> **EXERCISE GOAL**: Please keep only the lines in the rows below that contain the word "face", and copy each one unchanged.

> **MATERIAL PROVIDED**:
____________________

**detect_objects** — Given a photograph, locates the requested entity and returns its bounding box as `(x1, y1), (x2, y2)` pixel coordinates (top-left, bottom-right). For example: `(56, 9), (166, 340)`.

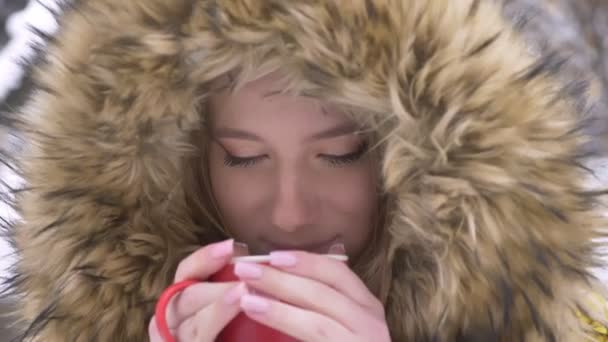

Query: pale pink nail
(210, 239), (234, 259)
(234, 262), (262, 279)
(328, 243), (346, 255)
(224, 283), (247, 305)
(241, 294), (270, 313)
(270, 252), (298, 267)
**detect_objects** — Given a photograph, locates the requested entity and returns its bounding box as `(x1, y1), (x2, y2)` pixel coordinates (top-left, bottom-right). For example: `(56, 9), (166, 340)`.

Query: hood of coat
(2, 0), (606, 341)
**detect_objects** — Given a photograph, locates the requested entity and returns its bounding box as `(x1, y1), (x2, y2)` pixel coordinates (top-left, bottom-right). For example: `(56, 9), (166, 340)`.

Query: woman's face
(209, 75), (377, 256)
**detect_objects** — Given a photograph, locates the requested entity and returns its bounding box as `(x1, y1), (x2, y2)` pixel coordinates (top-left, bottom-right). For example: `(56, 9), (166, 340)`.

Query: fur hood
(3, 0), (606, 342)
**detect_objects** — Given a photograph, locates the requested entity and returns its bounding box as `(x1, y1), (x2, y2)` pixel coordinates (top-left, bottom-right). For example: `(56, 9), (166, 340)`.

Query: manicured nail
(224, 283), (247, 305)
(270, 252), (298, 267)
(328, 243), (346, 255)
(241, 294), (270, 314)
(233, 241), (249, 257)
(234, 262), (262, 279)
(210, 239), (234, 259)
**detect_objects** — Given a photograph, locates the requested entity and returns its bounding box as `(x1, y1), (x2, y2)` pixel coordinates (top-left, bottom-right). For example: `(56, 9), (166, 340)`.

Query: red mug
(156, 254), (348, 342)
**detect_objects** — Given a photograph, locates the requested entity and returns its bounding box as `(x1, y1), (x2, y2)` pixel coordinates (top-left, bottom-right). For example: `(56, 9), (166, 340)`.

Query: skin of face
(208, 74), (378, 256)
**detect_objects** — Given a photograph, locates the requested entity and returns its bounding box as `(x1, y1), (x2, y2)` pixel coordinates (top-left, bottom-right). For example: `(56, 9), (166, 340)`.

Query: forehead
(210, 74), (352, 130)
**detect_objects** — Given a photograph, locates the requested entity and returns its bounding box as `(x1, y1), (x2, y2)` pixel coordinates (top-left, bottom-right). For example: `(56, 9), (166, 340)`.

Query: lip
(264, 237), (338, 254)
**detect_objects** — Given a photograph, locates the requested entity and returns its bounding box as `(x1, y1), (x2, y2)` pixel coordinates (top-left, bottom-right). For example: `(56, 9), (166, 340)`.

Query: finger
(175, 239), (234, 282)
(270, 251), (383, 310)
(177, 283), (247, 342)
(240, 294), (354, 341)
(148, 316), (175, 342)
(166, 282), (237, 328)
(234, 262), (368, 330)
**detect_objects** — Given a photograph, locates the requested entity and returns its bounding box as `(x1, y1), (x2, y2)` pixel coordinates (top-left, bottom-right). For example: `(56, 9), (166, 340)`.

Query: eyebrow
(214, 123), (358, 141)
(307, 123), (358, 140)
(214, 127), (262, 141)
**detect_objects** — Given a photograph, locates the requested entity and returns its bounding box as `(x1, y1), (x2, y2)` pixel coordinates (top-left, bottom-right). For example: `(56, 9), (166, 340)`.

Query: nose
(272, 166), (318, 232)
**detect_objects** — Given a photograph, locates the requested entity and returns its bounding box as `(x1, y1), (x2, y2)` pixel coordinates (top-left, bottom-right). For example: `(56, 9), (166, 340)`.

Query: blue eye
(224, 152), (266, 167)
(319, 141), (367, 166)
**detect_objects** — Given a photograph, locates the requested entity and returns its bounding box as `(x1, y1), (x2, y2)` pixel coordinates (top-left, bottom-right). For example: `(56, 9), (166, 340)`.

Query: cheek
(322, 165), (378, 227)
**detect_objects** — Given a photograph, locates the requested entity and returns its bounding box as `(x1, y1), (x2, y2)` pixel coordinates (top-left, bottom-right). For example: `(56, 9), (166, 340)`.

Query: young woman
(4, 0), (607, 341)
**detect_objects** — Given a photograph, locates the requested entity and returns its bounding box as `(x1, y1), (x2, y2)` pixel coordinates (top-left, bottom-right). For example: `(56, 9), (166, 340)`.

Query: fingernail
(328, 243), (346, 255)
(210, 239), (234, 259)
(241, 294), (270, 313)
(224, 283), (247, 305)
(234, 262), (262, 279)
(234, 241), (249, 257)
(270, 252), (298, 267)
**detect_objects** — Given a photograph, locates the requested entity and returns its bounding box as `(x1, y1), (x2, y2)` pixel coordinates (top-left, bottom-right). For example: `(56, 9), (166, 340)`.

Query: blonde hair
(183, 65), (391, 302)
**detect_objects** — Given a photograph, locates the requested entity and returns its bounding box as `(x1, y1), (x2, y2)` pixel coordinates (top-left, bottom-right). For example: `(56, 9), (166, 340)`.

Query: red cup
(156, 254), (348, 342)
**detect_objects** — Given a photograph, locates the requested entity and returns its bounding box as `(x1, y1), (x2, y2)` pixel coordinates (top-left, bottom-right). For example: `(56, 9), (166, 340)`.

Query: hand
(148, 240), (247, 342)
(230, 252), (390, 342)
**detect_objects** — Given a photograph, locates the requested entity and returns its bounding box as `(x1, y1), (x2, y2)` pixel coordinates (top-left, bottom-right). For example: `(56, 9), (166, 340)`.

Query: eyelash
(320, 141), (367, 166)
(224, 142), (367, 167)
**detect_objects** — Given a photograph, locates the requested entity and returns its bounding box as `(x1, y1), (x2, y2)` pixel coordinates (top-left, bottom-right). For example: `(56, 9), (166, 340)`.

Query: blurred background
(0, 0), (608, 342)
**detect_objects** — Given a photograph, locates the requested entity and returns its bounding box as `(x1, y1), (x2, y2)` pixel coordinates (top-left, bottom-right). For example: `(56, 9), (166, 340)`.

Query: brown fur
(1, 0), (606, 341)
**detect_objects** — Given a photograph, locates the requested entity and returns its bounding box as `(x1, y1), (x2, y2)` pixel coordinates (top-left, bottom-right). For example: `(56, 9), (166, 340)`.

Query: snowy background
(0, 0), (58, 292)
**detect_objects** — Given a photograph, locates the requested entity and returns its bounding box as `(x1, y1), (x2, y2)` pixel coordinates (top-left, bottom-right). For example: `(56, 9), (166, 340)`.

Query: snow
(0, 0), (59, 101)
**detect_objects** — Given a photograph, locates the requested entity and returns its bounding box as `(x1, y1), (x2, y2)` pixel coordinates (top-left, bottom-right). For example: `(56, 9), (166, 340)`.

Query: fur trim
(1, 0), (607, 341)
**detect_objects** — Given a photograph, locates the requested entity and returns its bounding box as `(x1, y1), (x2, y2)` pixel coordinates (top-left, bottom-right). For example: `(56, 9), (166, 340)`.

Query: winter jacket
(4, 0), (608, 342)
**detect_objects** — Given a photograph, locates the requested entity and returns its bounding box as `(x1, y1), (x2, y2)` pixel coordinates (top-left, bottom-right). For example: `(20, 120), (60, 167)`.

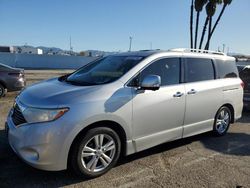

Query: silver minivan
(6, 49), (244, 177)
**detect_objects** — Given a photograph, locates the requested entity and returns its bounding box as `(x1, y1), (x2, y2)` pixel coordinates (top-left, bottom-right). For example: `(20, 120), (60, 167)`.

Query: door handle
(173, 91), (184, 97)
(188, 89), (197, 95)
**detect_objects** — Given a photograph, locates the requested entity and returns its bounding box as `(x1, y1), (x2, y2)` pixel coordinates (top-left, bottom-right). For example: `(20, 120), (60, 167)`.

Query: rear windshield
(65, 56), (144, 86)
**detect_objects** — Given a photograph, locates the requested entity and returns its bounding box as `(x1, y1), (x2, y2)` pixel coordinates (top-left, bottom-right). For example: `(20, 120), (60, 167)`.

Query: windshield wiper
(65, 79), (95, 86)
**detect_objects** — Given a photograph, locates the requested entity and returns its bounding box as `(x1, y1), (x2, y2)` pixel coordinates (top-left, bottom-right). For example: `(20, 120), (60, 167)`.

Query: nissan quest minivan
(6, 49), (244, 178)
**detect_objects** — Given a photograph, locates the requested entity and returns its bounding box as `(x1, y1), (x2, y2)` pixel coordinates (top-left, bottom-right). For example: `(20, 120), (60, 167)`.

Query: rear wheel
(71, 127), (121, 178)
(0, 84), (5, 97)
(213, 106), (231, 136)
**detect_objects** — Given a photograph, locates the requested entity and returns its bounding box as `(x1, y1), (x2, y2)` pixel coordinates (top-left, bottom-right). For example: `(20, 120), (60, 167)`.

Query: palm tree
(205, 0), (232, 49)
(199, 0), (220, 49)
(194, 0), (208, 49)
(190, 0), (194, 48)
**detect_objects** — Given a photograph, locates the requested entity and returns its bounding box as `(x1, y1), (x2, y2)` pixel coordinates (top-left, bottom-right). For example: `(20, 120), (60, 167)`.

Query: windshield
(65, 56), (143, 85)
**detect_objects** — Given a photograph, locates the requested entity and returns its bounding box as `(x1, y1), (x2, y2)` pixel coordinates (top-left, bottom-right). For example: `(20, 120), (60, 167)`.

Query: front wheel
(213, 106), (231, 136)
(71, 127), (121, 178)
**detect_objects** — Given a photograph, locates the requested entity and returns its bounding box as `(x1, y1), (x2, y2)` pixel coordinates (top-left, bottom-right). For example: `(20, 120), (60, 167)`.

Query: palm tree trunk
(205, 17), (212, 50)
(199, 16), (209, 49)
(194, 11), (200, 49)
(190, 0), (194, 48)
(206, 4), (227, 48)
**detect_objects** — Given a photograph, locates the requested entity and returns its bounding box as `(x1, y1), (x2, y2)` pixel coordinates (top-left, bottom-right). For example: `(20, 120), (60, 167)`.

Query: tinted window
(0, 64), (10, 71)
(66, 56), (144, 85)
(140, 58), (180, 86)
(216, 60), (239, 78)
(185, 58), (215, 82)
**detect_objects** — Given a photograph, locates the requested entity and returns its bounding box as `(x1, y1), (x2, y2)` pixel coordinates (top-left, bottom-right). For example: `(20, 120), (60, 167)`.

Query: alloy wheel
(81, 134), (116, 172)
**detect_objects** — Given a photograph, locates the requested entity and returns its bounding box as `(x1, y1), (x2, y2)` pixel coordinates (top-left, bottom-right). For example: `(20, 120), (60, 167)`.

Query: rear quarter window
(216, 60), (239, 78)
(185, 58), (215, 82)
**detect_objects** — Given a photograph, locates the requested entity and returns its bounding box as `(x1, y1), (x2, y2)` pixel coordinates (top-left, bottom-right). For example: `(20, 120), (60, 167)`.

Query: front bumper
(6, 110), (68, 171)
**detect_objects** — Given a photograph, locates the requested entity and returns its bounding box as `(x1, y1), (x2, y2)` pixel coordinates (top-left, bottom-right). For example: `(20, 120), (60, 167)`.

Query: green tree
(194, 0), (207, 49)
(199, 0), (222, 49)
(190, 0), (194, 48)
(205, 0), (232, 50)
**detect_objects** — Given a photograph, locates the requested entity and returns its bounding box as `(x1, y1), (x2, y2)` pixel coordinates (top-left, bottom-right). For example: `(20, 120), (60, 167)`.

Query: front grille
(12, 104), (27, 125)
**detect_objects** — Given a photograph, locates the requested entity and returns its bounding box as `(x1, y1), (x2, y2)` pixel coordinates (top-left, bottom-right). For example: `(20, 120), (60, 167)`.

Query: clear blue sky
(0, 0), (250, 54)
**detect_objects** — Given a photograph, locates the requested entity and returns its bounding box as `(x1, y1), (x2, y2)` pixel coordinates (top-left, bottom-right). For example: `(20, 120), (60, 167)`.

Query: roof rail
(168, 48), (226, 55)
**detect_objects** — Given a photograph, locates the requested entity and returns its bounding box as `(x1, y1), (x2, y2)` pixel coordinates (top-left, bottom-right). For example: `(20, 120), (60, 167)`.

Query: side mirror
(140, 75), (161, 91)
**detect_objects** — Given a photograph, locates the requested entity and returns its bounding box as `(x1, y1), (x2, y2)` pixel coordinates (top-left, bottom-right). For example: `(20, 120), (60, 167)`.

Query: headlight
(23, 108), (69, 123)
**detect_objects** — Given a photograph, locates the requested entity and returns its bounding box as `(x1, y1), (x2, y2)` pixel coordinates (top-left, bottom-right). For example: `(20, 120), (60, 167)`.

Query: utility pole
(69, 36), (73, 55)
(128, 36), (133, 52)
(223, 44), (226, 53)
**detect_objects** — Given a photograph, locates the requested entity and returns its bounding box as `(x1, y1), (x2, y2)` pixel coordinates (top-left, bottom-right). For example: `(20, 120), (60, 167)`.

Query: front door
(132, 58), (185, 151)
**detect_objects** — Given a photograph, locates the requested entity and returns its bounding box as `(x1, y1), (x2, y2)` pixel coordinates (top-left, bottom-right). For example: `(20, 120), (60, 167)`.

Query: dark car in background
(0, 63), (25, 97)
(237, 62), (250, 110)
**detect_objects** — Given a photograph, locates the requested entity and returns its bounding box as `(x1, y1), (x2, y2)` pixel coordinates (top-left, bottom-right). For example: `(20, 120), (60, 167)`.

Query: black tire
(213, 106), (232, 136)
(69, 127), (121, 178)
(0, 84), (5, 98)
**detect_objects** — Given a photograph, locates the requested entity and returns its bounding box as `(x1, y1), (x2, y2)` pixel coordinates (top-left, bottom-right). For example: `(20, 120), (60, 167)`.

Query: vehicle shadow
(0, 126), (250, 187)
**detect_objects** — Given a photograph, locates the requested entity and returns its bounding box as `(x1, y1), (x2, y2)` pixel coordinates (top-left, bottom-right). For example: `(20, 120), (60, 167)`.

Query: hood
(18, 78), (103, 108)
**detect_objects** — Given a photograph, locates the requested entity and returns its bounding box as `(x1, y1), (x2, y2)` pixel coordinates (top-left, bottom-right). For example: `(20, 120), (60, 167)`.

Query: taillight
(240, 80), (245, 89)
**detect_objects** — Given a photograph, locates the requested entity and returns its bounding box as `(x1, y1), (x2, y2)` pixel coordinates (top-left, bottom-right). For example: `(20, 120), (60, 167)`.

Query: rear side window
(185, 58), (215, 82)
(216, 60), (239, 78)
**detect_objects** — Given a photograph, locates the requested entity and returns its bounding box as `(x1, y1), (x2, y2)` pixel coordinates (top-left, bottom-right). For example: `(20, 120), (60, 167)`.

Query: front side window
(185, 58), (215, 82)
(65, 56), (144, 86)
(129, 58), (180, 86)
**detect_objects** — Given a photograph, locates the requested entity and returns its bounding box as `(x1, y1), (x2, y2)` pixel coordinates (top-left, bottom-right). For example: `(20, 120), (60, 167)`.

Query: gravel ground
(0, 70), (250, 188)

____________________

> **ANSWER**:
Query: woman's face
Query: skin of face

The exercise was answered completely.